TASKS AND EXERCISES »
[1] Answer these questions about the passage on Class I lipid droplet proteins:
(a) What distribution do Class I LD proteins typically show when LDs are absent?
(b) Which acyl-CoA synthetase is given as an example of a Class I LD protein?
(c) Which viral protein appears among the examples?
[2] Revise the passage on Class I lipid droplet proteins, everything from "Class I LD proteins insert" down to "protein, and ALDI.", with "nascent" swapped for "newly formed".
[3] Carry on the passage on Class I lipid droplet proteins from its last sentence.

3.1. Class I Lipid Droplet Proteins: Endoplasmic Reticulum to Lipid Droplet Targeting

Class I LD proteins insert into the ER and laterally diffuse from the outer leaflet of the ER to the PL monolayer of nascent LDs (Figure 1). In the absence of LDs, Class I LD proteins typically exhibit an ER distribution. Examples of Class I LD proteins include the lipid biosynthesis enzymes GPAT4 and DGAT2, the acyl-CoA synthetase ACSL3, the ER-associated degradation (ERAD) factors AUP1 and UBXD8, the putative methyltransferase AAM-B, caveolin-1 and caveolin-2, HSD17B11, the hepatitis C virus (HCV) core protein, and ALDI.

SOURCE DATA »

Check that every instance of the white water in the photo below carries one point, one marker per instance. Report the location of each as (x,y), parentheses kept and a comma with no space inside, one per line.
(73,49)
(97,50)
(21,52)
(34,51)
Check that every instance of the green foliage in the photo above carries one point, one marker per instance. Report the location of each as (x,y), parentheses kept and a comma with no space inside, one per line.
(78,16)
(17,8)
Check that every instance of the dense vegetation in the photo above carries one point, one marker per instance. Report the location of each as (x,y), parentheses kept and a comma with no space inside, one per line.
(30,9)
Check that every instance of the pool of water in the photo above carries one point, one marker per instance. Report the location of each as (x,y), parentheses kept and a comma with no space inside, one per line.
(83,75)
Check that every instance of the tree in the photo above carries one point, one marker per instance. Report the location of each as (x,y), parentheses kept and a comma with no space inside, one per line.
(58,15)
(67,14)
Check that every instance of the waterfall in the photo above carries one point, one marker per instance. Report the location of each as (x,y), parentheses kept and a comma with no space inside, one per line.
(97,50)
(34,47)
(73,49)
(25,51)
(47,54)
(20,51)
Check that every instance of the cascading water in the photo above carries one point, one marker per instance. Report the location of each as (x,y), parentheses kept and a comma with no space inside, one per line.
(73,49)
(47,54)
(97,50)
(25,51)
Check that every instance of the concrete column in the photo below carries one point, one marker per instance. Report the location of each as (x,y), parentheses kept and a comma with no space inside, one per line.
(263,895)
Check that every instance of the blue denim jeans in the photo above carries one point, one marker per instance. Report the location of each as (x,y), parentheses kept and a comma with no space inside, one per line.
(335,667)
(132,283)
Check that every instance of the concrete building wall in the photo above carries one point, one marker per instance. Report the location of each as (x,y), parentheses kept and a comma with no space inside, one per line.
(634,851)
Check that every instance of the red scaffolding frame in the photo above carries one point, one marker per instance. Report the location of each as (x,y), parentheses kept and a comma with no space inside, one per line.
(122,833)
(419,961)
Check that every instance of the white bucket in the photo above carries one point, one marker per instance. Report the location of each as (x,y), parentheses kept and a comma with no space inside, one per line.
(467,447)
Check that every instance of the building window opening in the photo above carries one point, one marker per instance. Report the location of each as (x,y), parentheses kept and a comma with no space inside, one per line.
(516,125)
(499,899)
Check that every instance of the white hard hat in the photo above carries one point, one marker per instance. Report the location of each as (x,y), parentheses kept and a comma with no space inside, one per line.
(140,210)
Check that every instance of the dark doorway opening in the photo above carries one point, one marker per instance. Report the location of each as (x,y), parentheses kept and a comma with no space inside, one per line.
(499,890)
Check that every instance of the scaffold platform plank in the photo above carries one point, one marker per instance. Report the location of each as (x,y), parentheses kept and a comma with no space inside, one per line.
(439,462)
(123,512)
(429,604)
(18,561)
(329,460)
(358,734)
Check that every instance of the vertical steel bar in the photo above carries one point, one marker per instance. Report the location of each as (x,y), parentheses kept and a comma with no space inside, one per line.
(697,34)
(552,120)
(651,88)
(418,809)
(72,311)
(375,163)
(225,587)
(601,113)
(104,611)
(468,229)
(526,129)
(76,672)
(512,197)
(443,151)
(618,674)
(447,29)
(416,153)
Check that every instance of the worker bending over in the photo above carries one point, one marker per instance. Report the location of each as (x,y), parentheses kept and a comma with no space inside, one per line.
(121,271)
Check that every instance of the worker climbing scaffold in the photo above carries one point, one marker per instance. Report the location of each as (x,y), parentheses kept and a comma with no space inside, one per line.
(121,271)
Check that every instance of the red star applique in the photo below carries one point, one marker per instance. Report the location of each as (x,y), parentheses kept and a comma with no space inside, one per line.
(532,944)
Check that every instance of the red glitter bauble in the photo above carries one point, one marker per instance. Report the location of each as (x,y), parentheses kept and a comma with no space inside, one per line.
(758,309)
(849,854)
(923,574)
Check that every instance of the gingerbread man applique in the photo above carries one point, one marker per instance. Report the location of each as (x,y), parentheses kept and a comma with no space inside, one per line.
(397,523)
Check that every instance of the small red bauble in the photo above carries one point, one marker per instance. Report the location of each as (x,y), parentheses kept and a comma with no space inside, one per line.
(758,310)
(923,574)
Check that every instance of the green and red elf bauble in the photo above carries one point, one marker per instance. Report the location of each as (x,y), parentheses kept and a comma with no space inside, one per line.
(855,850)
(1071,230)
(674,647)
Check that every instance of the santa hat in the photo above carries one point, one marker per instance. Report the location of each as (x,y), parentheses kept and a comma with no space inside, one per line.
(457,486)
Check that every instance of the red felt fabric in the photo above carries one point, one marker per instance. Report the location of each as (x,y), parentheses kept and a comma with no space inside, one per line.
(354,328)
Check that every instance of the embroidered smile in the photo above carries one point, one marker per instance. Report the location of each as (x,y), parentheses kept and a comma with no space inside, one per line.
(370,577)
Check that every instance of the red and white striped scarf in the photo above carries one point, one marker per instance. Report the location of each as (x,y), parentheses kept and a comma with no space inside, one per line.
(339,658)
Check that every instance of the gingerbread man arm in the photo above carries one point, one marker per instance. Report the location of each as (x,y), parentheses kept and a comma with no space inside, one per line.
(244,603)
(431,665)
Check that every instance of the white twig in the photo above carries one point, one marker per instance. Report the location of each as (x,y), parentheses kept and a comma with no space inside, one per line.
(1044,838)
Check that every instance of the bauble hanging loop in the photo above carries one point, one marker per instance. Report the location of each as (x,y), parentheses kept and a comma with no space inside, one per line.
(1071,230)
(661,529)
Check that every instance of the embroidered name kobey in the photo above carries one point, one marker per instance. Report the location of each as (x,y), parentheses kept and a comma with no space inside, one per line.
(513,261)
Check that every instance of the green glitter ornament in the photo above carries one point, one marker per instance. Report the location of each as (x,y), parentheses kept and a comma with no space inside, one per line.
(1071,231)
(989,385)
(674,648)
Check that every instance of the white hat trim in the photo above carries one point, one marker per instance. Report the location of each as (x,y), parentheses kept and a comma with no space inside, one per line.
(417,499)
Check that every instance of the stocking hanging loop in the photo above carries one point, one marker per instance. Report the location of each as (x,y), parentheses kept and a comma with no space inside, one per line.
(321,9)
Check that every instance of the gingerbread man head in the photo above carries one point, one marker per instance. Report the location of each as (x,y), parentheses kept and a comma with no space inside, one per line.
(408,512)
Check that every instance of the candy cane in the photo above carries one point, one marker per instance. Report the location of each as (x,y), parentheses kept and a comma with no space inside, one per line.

ANSWERS FOR THE TASKS »
[1]
(a) An ER distribution.
(b) ACSL3.
(c) The hepatitis C virus (HCV) core protein.

[2]
Class I LD proteins insert into the ER and laterally diffuse from the outer leaflet of the ER to the PL monolayer of newly formed LDs (Figure 1). In the absence of LDs, Class I LD proteins typically exhibit an ER distribution. Examples of Class I LD proteins include the lipid biosynthesis enzymes GPAT4 and DGAT2, the acyl-CoA synthetase ACSL3, the ER-associated degradation (ERAD) factors AUP1 and UBXD8, the putative methyltransferase AAM-B, caveolin-1 and caveolin-2, HSD17B11, the hepatitis C virus (HCV) core protein, and ALDI.

[3]
Class I LD proteins are generally thought to adopt a hairpin conformation in which a hydrophobic domain embedded in the monolayer is flanked by hydrophilic regions that are exposed to the cytosol, forming a V shape extending from the membrane. These proteins lack the luminal loops or domains typically found in transmembrane proteins, allowing them to be accommodated in the outer leaflet of the ER and the monolayer of the LD. Crystal structures of Class I LD proteins are lacking, and the model of hairpin conformation for these proteins is primarily based on the bioinformatic prediction of hydrophobic regions, the biochemical characterization of membrane insertion, and the protease sensitivity of N- and C-terminal tags. The hairpin structure was first noted for plant structural proteins called oleosins, which contain a critical conserved proline knot buried in the hydrophobic sequence (Abell et al. 1997). Although a proline knot is required for LD insertion of oleosins (Abell et al. 1997) and HCV core protein (Hope et al. 2002), mutation of central prolines in the hydrophobic domains of AAM-B, ALDI, and CYB5R3 (Zehmer et al. 2008) does not abolish LD localization, indicating that the proline knot is not a universal requirement for Class I LD protein targeting.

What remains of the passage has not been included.